Data items:
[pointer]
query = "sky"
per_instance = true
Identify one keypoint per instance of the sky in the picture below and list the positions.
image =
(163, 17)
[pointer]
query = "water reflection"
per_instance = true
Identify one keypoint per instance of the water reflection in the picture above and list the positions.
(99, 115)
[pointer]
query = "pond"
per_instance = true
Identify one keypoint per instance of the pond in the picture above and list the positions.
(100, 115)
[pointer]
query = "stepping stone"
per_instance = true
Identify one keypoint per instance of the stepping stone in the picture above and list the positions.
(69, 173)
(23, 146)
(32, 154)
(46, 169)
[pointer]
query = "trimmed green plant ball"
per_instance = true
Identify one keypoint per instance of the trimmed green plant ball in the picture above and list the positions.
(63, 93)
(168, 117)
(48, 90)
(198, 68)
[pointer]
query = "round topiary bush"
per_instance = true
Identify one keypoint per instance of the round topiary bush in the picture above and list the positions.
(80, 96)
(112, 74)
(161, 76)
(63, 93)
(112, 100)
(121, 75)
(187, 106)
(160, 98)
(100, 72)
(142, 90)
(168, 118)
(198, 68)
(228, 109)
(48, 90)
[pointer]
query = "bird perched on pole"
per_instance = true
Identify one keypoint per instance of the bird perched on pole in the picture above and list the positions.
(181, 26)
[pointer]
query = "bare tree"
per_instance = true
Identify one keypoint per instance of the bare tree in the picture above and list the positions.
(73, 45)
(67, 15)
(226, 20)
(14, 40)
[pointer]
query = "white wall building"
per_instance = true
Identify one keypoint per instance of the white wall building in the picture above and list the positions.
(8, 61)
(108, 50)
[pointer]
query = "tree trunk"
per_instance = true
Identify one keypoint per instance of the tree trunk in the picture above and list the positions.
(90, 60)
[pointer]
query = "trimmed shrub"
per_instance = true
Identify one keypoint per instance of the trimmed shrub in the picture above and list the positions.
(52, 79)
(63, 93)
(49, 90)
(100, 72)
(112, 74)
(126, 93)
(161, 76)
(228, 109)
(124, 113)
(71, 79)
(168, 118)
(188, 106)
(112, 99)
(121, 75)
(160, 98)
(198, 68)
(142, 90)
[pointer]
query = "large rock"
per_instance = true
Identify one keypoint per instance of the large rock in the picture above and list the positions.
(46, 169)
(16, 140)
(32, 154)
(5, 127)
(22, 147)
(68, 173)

Short task: Repeat the material word for word, in full.

Complete output:
[pointer]
query = "sky"
per_instance = true
Identify one keypoint per instance of the sky in the picture below and list the positions.
image =
(163, 17)
[pointer]
query = "water reflection"
per_instance = true
Identify one keypoint per instance of the water reflection in the picture above and list the positions.
(99, 115)
[pointer]
query = "pond"
per_instance = true
Identify one keypoint per instance of the pond in the picture above and list the positions.
(100, 115)
[pointer]
query = "stepping stone"
per_instance = true
Identify one keypoint per instance of the stepping stone in the picture above and list the positions.
(69, 173)
(23, 146)
(32, 154)
(46, 169)
[pointer]
query = "trimmed green plant ball"
per_instance = true
Identify one keypoint per instance of the trimmed green plant ball in the picture above and list the positions.
(63, 93)
(168, 117)
(48, 90)
(198, 68)
[pointer]
query = "round topiary bush"
per_instance = true
Identify one keypoint per instance of the round topiary bush in the picture above and list the positions.
(80, 96)
(112, 74)
(161, 76)
(63, 93)
(112, 100)
(121, 75)
(187, 106)
(160, 98)
(100, 72)
(142, 90)
(168, 118)
(198, 68)
(228, 109)
(48, 90)
[pointer]
query = "bird perched on pole"
per_instance = true
Identify one keypoint per instance of the bird perched on pole in the picture above and list the positions.
(181, 26)
[pointer]
query = "bare tree"
per_instance = true
Identify one keypoint per instance of the bare tree in the picture above and list the positions.
(73, 45)
(67, 15)
(226, 20)
(14, 40)
[pointer]
query = "white wall building"
per_instance = true
Identify one keypoint per instance of the white wall building in the picture above and list the positions.
(8, 61)
(108, 50)
[pointer]
query = "tree trunk"
per_instance = true
Identify one keypoint per instance of the tree trunk in the picture above and list the positions.
(90, 60)
[pointer]
query = "trimmed shrub"
per_instance = true
Identify one keypoint per instance of the trimmed shrub in the picture above and list the positions.
(52, 79)
(63, 93)
(49, 90)
(100, 72)
(112, 74)
(126, 93)
(161, 76)
(228, 109)
(124, 113)
(71, 79)
(168, 118)
(188, 106)
(112, 99)
(121, 75)
(160, 98)
(198, 68)
(142, 90)
[pointer]
query = "large rock"
per_instance = true
Identify one keypoint per instance of the large rock in the picture above and list the positions.
(46, 169)
(16, 140)
(32, 154)
(5, 127)
(22, 147)
(68, 173)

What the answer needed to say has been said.